**WHAT TO DO**.
Transcribe every entry exactly, with nothing added or left out.

**DATA FOR THIS EXERCISE**.
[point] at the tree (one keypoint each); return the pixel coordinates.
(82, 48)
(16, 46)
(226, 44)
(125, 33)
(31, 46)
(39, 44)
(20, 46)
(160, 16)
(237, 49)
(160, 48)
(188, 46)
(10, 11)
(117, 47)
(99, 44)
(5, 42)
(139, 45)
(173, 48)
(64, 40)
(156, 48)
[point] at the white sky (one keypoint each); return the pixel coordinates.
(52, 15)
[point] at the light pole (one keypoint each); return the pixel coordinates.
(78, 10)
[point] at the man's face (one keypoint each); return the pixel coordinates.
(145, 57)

**RESULT OF THIS TASK**.
[point] at the tree (one keypoint each); return the pixel coordinates.
(82, 48)
(16, 46)
(226, 44)
(125, 33)
(31, 46)
(39, 44)
(20, 46)
(160, 16)
(237, 49)
(160, 48)
(188, 46)
(10, 11)
(117, 47)
(99, 44)
(5, 42)
(139, 45)
(173, 48)
(64, 40)
(156, 48)
[point] at the white sky (one keypoint each); return the pixel coordinates.
(52, 15)
[point] at the light pole (one keypoint each); return the pixel coordinates.
(78, 10)
[point] at the man's face (one keypoint each); return the pixel coordinates.
(145, 57)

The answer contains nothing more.